━━━ Selected excerpt ━━━
The farm at Castel Gandolfo, the pope's hilltown holiday residence, covers about 60 acres on the palace grounds and is surrounded by pine, cypress and olive trees. In addition to milk, the farm produces eggs, olive oil and other products for distribution at the Vatican market, open only to Vatican employees and their families.
The farm has been operating since 1933, but the sale of milk to the public began only six years ago.
The cows produce 130 gallons of milk a day, most of which is transported to the Vatican market, and the remaining 31 gallons to the three cafes.
Few people outside of Castel Gandolfo knew about the milk operation until the Rome newspaper Il Messaggero recently published an article titled "The Pope's Milk, How Tasty."
Since then, people have been traveling 15 miles from Rome to sample the product at the two bars in Castel Gandolfo and one in nearby Albano. The milk comes in distinctive yellow and white cartons with the label "Fattoria Ville Pontificie," meaning the Pontifical Villa Farm.
"Our regular customers are getting upset because there's not enough left for them anymore," said Manuela, as she served up a cappuccino with steamed Vatican milk. "They're asking us to put aside cartons for them."
━━━
→ **Jobs**
**1)** According to the passage on the papal farm at Castel Gandolfo, since what year has the farm been operating?
**2)** Continue the passage on the papal farm at Castel Gandolfo, picking up after its final sentence.
━━━ Records ━━━
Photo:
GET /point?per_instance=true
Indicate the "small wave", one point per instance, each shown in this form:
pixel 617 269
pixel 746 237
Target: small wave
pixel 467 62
━━━
━━━ Records ━━━
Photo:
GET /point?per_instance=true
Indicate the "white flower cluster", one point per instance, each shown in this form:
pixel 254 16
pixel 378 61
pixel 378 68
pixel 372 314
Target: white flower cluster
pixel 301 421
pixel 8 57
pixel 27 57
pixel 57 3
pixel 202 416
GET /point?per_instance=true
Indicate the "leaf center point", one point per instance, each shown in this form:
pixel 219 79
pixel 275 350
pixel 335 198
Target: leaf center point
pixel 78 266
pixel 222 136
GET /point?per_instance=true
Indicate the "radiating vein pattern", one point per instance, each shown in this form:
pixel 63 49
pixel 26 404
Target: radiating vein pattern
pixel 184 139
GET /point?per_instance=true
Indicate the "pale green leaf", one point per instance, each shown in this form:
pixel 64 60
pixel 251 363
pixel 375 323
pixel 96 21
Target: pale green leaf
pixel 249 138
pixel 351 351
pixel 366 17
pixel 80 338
━━━
━━━ Records ━━━
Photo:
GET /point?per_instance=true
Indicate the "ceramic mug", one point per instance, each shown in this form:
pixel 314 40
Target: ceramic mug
━━━
→ **Solved problems**
**1)** Since 1933.

**2)**
One client, Rita Grecco, said she is taking no chances.
"I buy two or three liters every day," she said.
The bar also receives 30 cartons of milk a day from another supplier but usually manages to sell only five of them, Manuela said. Price is not a factor. Both brands cost the same, about $1.10 dollars a liter.
Even before its popularity reached outside the area, the locals put their faith in the Vatican milk when they were looking for products free of contamination following the 1986 Chernobyl nuclear disaster.
The milk was considered safe because the cows were kept inside their barns and fed hay and fodder that had been stored in protective silos, said Saviero Petrillo, director of the papal village.
"There was a much greater demand, especially from mothers with young children," he said. "Today, in an era when there's a lot of emphasis on ecology and the environment, people are more conscious of products that are healthy and genuine."
Vatican services seem to have a special allure for Italians and foreigners, who view the tiny city-state as a rock of efficiency in a land often associated with confusion and chaos.
Many post their mail at the Vatican, knowing they can cut days, even weeks off the delivery time of a letter abroad. In 1988, the Vatican post office helped give the city-state a $13 million surplus.
But does the Vatican's milk taste better than others? Some customers swear it does.
"It's creamier," said Grecco.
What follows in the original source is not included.